● REQUEST: Copy the entries below word for word, beginning at the line containing "Where in the photo above can the roof" and continuing through the final entry, inclusive.

● Data entries:
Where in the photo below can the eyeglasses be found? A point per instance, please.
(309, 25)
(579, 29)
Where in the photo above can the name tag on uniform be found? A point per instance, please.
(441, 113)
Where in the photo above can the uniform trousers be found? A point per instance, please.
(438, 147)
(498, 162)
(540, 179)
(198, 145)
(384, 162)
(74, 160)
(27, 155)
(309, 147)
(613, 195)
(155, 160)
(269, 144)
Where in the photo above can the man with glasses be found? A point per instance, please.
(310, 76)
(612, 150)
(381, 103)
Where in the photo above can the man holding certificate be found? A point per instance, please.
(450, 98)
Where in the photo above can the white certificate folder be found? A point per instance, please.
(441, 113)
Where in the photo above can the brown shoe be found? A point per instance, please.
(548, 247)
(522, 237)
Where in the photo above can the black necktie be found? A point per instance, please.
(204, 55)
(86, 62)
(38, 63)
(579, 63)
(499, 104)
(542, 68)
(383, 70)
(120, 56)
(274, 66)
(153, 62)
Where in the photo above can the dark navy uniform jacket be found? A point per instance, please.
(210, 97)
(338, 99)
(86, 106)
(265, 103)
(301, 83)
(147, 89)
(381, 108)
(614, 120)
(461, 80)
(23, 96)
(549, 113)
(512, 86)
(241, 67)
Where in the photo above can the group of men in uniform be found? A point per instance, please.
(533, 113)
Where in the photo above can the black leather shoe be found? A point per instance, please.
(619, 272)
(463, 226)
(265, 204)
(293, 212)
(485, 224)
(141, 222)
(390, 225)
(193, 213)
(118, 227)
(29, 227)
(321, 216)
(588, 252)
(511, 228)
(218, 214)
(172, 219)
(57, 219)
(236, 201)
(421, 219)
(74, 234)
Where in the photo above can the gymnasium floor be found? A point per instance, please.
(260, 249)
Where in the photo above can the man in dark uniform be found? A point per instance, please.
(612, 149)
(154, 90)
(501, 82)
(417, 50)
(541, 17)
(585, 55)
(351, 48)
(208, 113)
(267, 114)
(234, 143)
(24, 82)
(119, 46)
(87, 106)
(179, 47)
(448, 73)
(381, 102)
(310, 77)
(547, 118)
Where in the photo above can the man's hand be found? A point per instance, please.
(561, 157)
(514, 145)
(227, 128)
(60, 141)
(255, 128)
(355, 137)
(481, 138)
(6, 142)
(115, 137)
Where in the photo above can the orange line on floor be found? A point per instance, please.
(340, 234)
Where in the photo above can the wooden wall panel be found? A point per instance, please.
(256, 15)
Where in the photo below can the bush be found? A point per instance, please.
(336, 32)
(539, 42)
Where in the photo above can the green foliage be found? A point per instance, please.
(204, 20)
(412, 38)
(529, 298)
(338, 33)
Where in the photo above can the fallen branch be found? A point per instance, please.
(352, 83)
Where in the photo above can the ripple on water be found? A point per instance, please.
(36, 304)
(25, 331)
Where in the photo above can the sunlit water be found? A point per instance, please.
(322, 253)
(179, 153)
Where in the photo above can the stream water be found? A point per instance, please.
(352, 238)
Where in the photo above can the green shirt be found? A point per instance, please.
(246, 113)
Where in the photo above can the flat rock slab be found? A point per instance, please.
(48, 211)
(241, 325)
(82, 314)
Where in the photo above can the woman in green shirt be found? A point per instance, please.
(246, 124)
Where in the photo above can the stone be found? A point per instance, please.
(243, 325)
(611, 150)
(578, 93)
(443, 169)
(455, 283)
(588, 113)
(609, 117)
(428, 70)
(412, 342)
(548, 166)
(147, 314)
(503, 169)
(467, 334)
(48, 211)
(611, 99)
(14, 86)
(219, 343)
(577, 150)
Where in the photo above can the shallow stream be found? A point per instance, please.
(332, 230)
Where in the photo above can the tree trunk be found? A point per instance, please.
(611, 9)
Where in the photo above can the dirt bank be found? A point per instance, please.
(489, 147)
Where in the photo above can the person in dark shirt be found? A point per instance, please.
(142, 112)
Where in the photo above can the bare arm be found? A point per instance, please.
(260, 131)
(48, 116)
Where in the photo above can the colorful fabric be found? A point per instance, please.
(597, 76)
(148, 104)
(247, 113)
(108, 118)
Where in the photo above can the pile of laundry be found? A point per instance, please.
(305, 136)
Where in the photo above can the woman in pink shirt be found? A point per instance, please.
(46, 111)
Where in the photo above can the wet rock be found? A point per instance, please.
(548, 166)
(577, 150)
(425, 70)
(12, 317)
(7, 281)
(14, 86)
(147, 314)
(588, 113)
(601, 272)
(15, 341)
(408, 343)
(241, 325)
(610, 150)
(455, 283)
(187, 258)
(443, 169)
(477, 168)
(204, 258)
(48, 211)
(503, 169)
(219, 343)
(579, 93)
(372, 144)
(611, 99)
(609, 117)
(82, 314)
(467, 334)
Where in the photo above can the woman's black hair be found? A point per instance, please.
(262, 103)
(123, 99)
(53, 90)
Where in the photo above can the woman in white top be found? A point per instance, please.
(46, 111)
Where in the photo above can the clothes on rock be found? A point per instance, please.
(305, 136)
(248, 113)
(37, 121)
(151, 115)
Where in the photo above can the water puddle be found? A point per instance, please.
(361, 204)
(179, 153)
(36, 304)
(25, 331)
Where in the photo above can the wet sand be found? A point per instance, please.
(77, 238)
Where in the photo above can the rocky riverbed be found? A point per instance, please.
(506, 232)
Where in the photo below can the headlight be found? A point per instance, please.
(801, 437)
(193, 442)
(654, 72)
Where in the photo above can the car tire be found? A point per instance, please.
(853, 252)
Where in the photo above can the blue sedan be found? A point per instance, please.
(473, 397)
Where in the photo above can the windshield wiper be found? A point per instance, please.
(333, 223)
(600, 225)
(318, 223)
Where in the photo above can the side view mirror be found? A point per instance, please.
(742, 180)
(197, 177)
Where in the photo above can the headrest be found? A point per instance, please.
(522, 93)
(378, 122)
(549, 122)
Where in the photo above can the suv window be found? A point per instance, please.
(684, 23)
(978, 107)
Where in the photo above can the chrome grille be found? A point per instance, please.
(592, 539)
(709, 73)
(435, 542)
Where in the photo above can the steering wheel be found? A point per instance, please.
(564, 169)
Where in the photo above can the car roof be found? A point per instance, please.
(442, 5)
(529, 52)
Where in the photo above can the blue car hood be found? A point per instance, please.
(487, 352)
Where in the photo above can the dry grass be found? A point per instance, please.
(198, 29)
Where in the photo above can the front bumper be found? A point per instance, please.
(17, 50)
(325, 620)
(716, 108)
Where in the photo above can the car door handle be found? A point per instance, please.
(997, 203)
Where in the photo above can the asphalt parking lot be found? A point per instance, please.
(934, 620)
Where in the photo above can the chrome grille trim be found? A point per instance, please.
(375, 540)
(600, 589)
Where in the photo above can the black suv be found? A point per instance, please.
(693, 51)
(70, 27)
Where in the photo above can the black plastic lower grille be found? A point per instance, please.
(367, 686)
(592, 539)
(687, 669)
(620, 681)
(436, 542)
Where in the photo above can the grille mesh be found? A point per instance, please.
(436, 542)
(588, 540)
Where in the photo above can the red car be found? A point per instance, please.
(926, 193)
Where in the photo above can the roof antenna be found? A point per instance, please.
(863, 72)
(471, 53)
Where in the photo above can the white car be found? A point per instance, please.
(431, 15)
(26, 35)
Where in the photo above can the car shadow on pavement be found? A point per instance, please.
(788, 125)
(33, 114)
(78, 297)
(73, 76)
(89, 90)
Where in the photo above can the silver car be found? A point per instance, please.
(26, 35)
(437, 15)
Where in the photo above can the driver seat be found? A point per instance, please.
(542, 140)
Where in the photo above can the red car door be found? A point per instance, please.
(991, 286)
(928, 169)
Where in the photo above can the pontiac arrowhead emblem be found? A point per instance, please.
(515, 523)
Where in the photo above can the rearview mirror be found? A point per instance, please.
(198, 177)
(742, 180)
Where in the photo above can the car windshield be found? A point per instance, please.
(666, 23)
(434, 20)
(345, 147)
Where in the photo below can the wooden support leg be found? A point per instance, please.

● RESPONSE:
Where in the photo above can the roof antenna be found? A point per instance, please.
(863, 72)
(471, 53)
Where in the photo above can the white car be found? A point per instance, please.
(431, 15)
(26, 35)
Where in the photo above can the car shadow on pavement be found? A point per instance, please.
(788, 125)
(33, 114)
(78, 297)
(73, 76)
(89, 90)
Where in the photo above can the silver car be found? A point per instance, please.
(26, 35)
(437, 15)
Where in the photo above can the driver seat be found? A point per instance, please.
(542, 140)
Where in the photo above can the red car door be found? A point per instance, please.
(991, 286)
(928, 169)
Where in the photo above can the pontiac arrowhead emblem be found? A point per instance, please.
(515, 523)
Where in the photo above can the rearview mirror be found? A point per instance, please.
(198, 177)
(742, 180)
Where in the photo above can the car windshield be found? A point per instance, please.
(666, 23)
(434, 20)
(345, 147)
Where in the photo below can the wooden support leg be found? A point per instance, please.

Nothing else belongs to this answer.